● **The input**

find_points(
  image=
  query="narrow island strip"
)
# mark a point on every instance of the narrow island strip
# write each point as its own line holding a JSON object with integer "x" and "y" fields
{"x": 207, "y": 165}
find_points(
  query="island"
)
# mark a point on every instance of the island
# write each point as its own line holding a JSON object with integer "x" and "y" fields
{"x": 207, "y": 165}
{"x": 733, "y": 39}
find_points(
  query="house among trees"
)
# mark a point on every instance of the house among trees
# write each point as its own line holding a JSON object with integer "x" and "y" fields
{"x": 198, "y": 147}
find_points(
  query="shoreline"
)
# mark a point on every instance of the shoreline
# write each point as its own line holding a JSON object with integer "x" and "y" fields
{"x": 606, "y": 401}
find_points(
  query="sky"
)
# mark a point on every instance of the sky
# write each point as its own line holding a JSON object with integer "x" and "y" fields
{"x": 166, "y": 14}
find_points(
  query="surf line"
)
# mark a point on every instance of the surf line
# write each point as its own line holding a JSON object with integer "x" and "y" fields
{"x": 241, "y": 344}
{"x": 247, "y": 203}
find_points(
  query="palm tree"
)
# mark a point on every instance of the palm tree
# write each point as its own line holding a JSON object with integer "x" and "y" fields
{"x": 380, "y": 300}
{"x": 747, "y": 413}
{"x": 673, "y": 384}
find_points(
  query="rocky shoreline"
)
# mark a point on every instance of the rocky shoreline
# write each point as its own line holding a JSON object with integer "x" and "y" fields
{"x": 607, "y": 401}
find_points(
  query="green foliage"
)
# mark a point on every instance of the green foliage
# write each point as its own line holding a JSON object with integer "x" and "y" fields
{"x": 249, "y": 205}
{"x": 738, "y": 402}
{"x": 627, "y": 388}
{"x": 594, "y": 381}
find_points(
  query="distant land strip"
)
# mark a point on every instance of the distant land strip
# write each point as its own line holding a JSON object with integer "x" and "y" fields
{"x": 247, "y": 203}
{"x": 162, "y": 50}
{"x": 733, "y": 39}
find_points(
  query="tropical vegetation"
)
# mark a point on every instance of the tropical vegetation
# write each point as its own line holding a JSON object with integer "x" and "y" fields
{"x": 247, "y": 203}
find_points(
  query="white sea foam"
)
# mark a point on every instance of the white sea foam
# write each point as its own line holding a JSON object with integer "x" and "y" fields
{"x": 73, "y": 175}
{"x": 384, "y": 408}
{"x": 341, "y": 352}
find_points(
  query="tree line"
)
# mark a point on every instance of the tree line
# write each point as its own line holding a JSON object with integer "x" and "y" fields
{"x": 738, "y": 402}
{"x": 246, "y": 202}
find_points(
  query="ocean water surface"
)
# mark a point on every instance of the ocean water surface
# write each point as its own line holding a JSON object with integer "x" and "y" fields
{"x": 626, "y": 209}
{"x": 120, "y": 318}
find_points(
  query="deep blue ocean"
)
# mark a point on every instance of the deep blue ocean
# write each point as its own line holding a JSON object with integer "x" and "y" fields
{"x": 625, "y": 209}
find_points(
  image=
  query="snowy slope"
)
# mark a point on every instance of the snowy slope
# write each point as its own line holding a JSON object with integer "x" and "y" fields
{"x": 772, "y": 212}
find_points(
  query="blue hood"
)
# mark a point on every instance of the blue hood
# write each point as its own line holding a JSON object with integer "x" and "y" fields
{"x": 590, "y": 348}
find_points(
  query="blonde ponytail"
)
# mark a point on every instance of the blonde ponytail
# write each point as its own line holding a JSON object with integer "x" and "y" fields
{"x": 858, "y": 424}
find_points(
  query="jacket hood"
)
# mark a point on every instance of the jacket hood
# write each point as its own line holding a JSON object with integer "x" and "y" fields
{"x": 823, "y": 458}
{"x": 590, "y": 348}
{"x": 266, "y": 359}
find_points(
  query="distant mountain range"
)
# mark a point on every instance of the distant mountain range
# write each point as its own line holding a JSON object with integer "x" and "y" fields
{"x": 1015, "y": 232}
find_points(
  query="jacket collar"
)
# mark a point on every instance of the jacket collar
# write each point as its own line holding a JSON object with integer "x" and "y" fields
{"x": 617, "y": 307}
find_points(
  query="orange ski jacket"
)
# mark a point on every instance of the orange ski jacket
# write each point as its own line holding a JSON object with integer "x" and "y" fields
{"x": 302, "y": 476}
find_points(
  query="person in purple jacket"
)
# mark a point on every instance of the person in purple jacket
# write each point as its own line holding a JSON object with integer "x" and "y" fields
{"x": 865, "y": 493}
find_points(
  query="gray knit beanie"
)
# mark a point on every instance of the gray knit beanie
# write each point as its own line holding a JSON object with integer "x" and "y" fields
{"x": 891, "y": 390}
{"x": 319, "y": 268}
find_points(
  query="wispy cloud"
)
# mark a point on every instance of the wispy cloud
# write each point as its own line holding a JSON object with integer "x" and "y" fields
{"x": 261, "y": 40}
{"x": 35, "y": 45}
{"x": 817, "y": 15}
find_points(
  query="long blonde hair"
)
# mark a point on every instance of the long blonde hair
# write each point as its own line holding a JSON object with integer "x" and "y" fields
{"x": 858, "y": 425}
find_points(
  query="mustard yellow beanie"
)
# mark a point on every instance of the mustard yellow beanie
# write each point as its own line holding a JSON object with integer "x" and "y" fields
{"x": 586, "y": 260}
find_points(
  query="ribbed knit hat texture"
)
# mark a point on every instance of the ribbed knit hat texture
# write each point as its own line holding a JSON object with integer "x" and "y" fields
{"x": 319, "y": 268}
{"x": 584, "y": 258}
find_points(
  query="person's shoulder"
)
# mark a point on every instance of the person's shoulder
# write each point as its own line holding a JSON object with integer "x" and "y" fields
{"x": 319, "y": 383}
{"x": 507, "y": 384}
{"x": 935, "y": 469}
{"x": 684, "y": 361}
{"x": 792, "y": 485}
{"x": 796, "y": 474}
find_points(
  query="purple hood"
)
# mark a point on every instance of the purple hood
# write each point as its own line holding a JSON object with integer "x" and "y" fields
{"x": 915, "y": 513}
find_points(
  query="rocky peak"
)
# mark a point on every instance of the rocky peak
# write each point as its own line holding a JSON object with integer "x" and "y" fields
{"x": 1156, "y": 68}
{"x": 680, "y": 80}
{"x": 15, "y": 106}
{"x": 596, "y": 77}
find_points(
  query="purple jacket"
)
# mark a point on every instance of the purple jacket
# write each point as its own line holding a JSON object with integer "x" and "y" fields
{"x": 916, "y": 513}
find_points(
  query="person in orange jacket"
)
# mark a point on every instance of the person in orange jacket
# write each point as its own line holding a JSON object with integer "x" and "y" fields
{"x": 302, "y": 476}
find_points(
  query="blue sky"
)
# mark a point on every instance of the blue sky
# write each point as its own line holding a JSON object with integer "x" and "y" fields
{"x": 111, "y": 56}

● **What you need to do**
The lines of the data, from the first through the one containing "# mark a point on every instance of the island", are to be transcribed exactly.

● **Result of the task**
find_points(
  image=
  query="narrow island strip"
)
# mark a point on every instance of the narrow island strip
# write each point as its own line holding a JSON object with integer "x" and "y" fields
{"x": 207, "y": 165}
find_points(
  query="island"
)
# mark a point on every instance of the island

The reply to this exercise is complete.